Aufgabenstellung – Stelle die Zeilen vom Anfang der Auflistung bis einschließlich der Zeile mit „point(318, 383)“ als Markdown-Tabelle mit den Spalten „Nr.“ für die fortlaufende Zeilennummer und „Zeile“ für den Zeileninhalt dar. Leerzeilen werden dabei ausgelassen.

Eingabedaten –
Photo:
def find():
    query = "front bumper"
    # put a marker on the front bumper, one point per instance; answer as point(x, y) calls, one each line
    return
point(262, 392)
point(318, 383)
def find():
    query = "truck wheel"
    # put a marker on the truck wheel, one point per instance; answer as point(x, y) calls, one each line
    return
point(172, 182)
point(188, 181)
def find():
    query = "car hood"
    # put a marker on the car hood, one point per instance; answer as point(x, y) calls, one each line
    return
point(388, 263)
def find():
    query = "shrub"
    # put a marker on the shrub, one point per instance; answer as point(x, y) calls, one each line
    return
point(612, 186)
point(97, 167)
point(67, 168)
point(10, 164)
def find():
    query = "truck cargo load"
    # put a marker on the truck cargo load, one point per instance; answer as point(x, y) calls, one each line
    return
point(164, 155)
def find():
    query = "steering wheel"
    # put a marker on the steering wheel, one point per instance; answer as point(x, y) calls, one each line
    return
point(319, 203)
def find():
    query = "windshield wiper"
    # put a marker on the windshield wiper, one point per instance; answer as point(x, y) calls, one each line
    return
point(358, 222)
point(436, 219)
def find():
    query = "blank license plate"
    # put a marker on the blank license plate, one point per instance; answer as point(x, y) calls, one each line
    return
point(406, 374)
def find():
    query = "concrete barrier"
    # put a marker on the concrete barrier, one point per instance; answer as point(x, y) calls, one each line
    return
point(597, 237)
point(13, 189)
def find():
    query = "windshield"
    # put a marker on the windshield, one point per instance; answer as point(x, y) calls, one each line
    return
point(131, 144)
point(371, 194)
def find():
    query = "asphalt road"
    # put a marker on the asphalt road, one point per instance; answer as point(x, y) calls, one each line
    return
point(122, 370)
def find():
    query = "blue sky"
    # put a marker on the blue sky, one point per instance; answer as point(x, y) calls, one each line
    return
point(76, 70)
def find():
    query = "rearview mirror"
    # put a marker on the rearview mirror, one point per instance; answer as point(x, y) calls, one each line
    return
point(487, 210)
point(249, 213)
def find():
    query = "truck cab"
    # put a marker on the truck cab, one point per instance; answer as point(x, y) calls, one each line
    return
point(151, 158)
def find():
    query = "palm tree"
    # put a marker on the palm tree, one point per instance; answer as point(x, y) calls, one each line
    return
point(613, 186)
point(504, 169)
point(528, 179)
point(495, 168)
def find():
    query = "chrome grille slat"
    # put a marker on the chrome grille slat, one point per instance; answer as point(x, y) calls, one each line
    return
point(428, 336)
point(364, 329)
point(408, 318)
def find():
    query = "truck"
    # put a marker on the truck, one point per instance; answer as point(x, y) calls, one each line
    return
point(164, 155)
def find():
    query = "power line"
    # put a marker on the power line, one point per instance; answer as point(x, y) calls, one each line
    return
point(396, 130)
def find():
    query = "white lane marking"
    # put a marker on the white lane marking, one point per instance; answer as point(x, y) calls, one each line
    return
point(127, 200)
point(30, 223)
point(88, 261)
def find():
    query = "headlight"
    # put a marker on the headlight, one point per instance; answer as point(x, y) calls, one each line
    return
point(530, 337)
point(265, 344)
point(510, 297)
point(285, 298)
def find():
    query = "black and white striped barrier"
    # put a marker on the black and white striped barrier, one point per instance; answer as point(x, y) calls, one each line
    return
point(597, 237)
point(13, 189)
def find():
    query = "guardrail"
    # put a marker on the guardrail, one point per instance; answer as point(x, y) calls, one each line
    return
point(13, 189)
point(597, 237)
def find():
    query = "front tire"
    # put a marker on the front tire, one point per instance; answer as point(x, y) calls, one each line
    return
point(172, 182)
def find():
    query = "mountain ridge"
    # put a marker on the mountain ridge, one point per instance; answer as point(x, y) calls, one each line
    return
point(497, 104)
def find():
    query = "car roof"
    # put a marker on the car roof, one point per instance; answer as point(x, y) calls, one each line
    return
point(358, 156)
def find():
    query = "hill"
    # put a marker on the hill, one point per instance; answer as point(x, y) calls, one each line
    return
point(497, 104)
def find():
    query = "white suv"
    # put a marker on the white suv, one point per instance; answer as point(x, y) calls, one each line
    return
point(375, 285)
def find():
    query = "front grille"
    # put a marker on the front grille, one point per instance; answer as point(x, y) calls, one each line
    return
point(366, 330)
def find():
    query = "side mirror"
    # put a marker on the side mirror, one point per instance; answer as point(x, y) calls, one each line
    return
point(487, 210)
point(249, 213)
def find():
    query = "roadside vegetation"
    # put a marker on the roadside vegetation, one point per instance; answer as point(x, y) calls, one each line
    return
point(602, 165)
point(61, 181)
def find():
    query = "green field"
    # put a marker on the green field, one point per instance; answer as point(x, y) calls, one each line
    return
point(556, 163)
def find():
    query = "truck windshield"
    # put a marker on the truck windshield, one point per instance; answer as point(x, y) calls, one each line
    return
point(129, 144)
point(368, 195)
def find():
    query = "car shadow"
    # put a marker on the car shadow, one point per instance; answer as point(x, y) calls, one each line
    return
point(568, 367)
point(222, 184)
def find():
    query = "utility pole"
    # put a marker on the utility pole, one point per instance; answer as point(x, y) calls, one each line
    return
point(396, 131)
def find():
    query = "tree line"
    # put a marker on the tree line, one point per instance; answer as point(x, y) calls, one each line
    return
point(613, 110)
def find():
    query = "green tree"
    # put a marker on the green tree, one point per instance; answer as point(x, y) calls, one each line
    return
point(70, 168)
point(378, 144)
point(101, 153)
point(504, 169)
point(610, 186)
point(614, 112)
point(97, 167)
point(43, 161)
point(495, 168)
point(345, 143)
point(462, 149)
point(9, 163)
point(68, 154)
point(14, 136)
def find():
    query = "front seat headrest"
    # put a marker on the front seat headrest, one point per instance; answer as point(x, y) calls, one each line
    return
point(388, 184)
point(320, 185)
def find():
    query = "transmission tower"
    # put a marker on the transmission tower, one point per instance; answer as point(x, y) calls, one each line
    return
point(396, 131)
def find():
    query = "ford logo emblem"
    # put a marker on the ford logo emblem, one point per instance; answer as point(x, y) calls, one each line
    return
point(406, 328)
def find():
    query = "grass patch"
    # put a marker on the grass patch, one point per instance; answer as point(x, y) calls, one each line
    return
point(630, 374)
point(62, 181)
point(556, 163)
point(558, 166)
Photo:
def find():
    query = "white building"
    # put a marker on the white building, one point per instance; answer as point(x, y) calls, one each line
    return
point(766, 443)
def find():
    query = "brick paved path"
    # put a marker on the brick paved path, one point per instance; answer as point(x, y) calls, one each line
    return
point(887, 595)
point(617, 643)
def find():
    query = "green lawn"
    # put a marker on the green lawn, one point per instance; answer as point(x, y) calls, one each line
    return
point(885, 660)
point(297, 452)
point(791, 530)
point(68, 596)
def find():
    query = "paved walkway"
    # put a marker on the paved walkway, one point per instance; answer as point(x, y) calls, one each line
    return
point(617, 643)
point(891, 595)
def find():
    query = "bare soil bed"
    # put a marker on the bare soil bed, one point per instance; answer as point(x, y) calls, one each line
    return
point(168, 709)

Antwort –
| Nr. | Zeile |
|---|---|
| 1 | Photo: |
| 2 | def find(): |
| 3 |     query = "front bumper" |
| 4 |     # put a marker on the front bumper, one point per instance; answer as point(x, y) calls, one each line |
| 5 |     return |
| 6 | point(262, 392) |
| 7 | point(318, 383) |